* _WORK TO BE COMPLETED_:
When the string "below" appears in a line of the records, show the whole line.

* _DATA SECTION_:
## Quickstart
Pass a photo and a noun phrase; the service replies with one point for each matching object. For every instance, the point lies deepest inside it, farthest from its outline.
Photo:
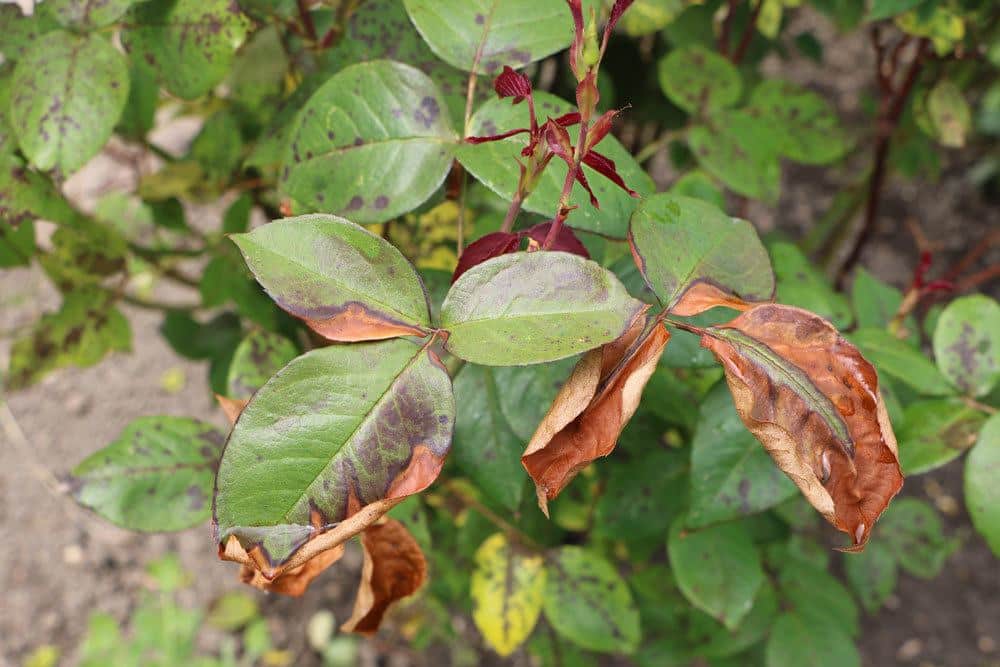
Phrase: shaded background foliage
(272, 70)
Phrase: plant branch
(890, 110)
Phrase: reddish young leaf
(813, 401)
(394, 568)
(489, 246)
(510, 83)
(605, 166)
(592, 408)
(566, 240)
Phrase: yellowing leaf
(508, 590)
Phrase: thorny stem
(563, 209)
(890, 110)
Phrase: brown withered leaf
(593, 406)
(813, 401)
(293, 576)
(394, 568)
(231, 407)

---

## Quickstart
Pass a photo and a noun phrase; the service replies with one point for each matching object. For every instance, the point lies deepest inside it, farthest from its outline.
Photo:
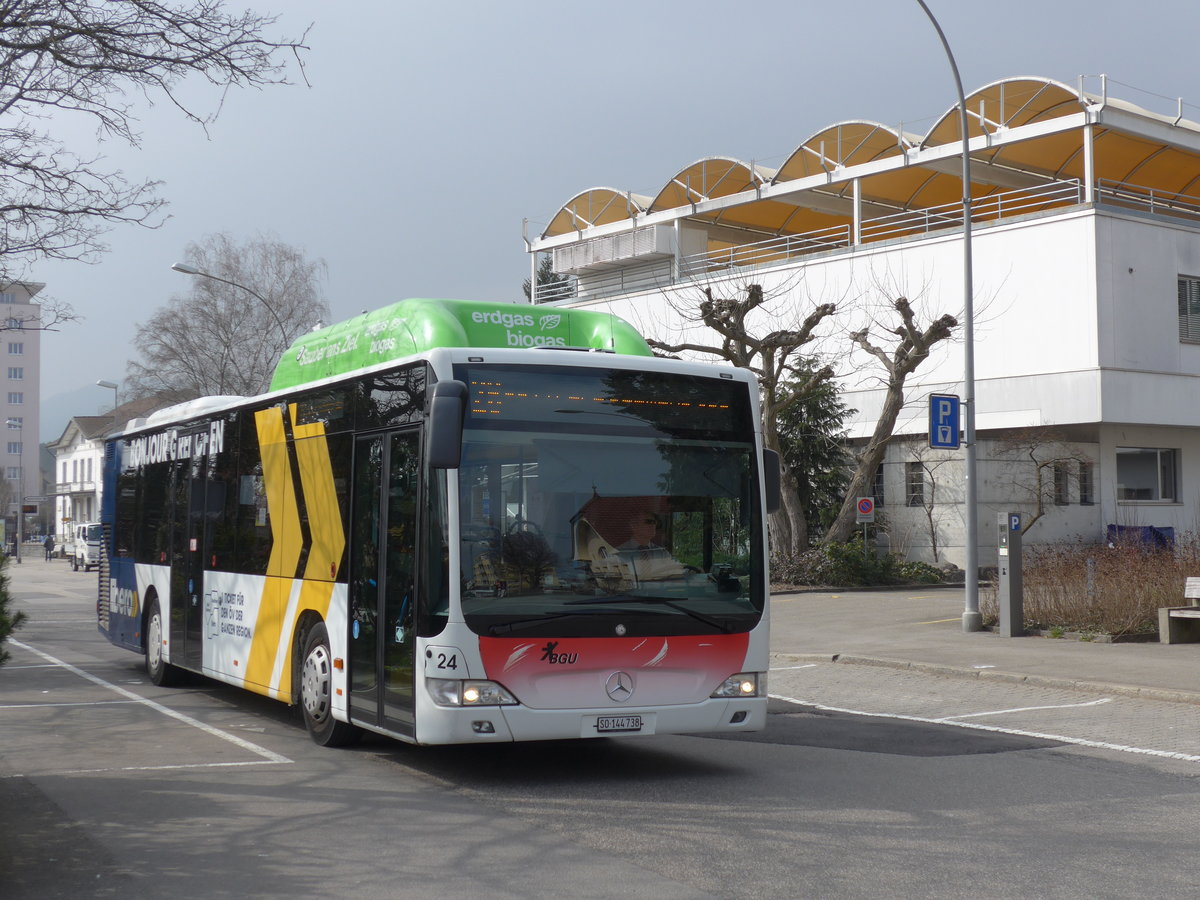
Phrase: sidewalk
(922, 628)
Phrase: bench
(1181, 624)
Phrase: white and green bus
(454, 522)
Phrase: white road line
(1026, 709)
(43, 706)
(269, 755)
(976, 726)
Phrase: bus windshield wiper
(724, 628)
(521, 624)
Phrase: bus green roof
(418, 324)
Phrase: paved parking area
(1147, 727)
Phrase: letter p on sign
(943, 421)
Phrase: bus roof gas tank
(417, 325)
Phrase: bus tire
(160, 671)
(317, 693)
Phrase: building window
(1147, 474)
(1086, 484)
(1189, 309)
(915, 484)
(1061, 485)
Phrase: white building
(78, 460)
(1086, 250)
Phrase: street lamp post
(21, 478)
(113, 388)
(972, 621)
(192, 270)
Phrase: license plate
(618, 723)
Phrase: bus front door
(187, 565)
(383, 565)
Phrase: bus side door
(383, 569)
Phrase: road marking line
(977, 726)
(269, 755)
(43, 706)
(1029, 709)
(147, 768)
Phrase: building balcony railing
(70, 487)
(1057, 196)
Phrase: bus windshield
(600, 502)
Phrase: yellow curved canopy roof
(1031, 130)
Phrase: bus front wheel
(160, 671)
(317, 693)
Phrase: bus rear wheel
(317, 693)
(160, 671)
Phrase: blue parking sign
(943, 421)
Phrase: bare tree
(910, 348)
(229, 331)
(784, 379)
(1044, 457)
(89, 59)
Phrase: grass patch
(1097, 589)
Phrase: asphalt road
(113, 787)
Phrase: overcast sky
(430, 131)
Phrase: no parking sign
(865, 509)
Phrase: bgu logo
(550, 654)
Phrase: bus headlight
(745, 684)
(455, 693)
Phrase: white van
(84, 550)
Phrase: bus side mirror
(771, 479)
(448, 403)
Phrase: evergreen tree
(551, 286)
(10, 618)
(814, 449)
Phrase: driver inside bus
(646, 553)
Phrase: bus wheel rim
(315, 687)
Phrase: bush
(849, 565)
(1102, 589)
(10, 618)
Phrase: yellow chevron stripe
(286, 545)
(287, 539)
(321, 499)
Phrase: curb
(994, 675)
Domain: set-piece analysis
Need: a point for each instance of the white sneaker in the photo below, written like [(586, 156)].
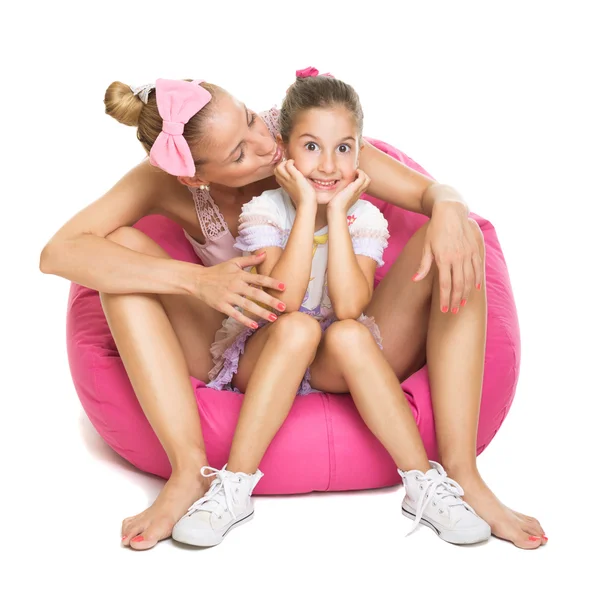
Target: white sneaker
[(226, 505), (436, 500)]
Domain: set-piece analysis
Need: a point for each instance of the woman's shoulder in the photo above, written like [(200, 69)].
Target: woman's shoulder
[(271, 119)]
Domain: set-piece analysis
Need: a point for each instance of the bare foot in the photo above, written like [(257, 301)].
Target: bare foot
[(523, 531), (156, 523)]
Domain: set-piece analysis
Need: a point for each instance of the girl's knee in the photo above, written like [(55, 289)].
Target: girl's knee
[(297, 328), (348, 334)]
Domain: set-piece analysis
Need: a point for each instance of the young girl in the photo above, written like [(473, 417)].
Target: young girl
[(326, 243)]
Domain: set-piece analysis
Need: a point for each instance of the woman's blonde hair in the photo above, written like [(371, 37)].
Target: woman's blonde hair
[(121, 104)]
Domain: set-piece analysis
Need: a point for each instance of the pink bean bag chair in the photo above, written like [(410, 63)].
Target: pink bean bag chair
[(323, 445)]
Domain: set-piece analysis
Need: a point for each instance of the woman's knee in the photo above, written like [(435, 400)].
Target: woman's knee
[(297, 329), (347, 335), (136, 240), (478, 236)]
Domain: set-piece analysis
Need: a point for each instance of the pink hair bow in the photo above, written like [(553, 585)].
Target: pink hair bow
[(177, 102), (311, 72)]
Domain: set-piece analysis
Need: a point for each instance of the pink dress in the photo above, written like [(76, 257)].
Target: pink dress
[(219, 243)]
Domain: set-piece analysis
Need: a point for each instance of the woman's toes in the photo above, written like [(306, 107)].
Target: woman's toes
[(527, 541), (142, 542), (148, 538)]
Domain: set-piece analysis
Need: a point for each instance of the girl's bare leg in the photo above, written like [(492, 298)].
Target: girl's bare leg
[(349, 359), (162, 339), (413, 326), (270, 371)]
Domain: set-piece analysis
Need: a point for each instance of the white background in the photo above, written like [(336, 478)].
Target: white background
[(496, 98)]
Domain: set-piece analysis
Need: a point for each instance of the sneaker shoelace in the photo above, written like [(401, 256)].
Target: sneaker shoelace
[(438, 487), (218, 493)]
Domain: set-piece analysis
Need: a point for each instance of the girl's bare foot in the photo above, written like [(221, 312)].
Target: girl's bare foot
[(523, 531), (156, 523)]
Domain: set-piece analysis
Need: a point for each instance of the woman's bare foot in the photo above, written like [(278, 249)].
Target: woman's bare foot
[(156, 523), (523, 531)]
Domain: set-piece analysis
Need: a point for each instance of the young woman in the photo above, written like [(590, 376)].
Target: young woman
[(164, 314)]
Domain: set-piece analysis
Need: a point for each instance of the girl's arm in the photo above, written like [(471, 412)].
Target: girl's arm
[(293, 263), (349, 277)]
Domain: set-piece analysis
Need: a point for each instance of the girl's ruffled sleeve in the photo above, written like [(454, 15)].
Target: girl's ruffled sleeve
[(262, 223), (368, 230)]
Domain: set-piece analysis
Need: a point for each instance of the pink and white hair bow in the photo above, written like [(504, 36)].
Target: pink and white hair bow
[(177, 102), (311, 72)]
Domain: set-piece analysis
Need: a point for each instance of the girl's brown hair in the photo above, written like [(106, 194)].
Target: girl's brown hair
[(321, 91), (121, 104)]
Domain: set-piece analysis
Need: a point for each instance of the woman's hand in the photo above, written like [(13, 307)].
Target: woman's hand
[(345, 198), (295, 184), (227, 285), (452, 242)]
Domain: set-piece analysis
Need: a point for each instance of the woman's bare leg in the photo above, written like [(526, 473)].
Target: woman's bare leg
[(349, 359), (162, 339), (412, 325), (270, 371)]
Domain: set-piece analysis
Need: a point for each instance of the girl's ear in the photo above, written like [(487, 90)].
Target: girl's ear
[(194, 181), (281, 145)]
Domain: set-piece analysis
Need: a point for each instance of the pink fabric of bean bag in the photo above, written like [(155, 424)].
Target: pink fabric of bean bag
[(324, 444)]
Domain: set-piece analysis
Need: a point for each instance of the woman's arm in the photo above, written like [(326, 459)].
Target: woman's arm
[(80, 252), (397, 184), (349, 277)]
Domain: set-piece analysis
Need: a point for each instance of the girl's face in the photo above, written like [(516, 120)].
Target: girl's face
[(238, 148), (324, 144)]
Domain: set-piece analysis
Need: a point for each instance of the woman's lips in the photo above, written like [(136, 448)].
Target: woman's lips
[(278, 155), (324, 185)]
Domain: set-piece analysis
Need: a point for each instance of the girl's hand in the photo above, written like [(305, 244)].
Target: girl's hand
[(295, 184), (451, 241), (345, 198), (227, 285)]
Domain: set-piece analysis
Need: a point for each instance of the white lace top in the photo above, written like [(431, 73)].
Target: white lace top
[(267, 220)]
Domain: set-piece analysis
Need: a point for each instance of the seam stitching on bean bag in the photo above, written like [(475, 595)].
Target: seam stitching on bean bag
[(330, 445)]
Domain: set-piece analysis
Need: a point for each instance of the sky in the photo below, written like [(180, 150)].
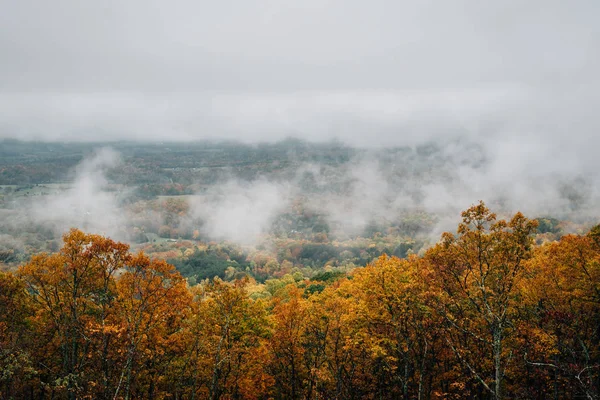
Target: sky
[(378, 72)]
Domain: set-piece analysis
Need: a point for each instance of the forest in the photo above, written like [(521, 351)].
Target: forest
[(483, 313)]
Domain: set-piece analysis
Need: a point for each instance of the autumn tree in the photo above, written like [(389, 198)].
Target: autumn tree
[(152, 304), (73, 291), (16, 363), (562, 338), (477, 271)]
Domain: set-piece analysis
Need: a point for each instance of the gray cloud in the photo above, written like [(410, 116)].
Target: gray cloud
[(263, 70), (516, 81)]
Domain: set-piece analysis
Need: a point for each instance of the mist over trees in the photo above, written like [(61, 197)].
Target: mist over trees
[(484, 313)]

* _SOLUTION TO THIS EXERCISE_:
Need: a point for each instance of the white sneaker in the photo below, written like [(586, 156)].
Need: a point for each instance of the sky in the photo below, written like [(180, 150)].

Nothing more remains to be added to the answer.